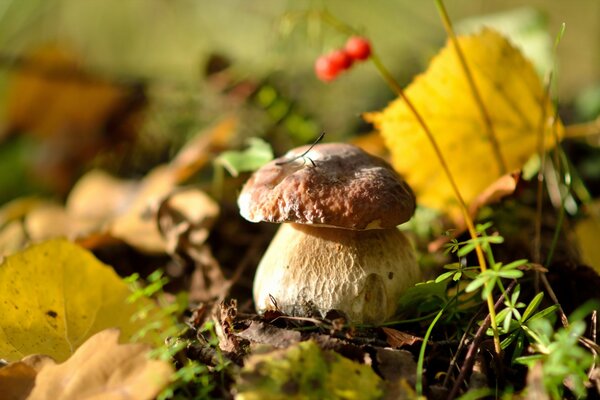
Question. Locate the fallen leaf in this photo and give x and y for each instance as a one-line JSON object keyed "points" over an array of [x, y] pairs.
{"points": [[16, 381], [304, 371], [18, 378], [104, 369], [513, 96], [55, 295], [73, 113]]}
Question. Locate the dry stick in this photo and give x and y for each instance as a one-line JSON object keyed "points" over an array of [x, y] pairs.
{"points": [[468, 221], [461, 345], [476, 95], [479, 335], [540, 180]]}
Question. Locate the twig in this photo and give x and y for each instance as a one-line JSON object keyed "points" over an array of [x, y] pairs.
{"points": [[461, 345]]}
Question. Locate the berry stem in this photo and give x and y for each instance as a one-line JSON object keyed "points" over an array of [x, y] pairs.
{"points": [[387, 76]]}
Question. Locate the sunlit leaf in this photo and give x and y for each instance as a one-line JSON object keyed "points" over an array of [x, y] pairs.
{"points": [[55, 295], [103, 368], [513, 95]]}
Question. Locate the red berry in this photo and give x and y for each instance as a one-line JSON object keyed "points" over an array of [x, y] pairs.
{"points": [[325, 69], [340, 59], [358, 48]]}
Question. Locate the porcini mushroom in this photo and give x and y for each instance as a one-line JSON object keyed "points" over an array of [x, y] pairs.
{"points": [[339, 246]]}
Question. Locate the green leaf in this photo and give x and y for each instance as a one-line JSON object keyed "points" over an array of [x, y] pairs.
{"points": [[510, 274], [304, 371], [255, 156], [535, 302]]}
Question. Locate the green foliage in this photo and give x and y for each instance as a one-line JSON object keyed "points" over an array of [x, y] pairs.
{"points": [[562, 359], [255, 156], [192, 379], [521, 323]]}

.....

### Task details
Leave the pictures behind and repeat each entry exactly.

### Exercise solution
Question. Locate the fallen leaf in this photo and give x and y for each instance as a one-line JSON object keyed "points" over an array of [x, y] pairs.
{"points": [[16, 381], [304, 371], [18, 378], [104, 369], [513, 96], [55, 295], [73, 113]]}
Question. Locate the dry stick in this photo and give x and y for each instance as a one-line JSON object keyed "points" over an array of [x, y] pairs.
{"points": [[468, 221], [461, 345], [476, 95], [479, 335], [540, 180]]}
Question. Locate the twig in this photo and give x and y for each instance as a one-line JSON object keyed "points" over an array of [x, y] pairs.
{"points": [[461, 345]]}
Question. Locate the berry stem in this photo and give x and y for each instance as a one-line JSON object keyed "points" over an array of [x, y] pairs.
{"points": [[387, 76]]}
Question. Locate the sunlit leaf in this photo and give x and y for each instance as a one-line JSON object keyed "points" over an array of [x, y] pairs.
{"points": [[55, 295], [103, 368], [513, 95]]}
Question. Locate the red berry in this photo and give x and y for each instance as a one-line JSON object keyed "points" over an array of [x, y] pairs.
{"points": [[325, 69], [340, 59], [358, 48]]}
Question. Locate the porcini mushroom in this photo and give x and y for each instance as a one-line JSON object keyed "points" over an array of [x, y] pairs.
{"points": [[339, 246]]}
Question. Locate the green leaf in this photo and give x and y for each instance as a one-line JSON object keyed "points" over an array of [x, y] pairs.
{"points": [[510, 274], [304, 371], [255, 156], [535, 302]]}
Question. Locate the green foliage in this photo and give x and y for each instance as a one-line JSON object keyed "points" over an array of [x, y] pairs.
{"points": [[562, 359], [255, 156], [192, 379], [521, 323]]}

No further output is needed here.